出題 :: ガンバ大阪とシリアのスタジアムを題材にした文章の続きを、最後の文の後から書き進めてください。

宿屋の店主、日々のつぶやき。

旅好きが高じて宿を開業、自由な時間を求めて今日ももがいております。

ホムス。ガンバ大阪シリアに舞う。




小学校5、6年のころだったように思う。
少し肌寒く、ジャンパーを着ていったのを覚えている。
幼友達2人と共に、神戸駅から2、3キロ離れた所にあった球技場へ行った。
いまのウ゛ィッセル神戸のホームスタジアムの場所だったように思う。

そこで初めてサッカーの試合を観た。
幼稚園のころより[キャプテン翼]に夢中で、放課後にはクラスメートらとサッカーに興じた。
憧れのプロの試合。厳密にいえばJリーグの発足前だったからアマチュアだったのだけれど。
その試合はどちらが勝ったとか負けたとかは覚えていない。
しかしひいきのチームが後のガンバ大阪となる松下電器だったことは覚えている。

そしてシリアのスタジアムにいる。

提供情報 ::
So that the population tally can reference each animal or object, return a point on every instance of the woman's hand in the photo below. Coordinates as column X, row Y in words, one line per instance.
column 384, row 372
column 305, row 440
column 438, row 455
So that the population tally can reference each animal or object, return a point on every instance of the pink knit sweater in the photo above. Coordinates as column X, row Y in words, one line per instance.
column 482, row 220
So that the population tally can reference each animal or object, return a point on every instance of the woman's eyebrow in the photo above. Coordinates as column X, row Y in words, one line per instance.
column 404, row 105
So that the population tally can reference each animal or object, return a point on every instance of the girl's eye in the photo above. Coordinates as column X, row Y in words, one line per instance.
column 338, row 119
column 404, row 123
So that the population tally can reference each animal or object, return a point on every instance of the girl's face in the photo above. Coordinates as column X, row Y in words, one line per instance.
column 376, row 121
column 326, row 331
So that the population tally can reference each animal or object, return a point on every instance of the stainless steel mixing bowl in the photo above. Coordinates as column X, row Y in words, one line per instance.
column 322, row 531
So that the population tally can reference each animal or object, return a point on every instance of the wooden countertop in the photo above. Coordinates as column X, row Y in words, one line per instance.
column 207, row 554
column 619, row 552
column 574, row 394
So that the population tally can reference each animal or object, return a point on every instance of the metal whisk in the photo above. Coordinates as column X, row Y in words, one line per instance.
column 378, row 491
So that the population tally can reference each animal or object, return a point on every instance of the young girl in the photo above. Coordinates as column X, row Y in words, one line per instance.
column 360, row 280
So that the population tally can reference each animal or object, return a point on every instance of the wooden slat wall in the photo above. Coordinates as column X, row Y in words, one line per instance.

解答 ::
アジアのクラブチームチャンピオンを決めるという大々的なトーナメントに、ガンバ大阪は勝ち上がっていた。
そして、アルカマラというシリアのクラブチームと対戦するために、シリアのホムスにやって来ていた。
この旅行にささやかな目的があるとすれば、[サッカーを観ること]であった。
今のところバンコクで観戦した[タイ対オマーン]のみである。
2試合目が応援ソングのCDまで買ったガンバ大阪になろうとは。

試合がシリアであることを知ってから、色んな旅人に声をかけまくった。
すると日本人6人、ドイツ人2人、韓国人2人、台湾人1人という大所帯となってしまった。
キックオフは夜の10時。

町の盛り上がりはどんなもんかと思っていたが、行きのバスのラジオから[ガンバオオサカー、、、]、ホムスに着けばどいつもこいつも[ガンバオオサッカーー!!]、新聞もガンバ大阪
日本人でかたまっていると、アルカマラのユニフォームを着てフラッグや太鼓を持った応援団が集まってきて、歌え踊れの大騒ぎ。
アジアナンバーワンを決める戦いだけあって、盛り上がりもなかなかのモノだった。

こんなシリアの片田舎の人たちが[ガンバ大阪]を連呼している。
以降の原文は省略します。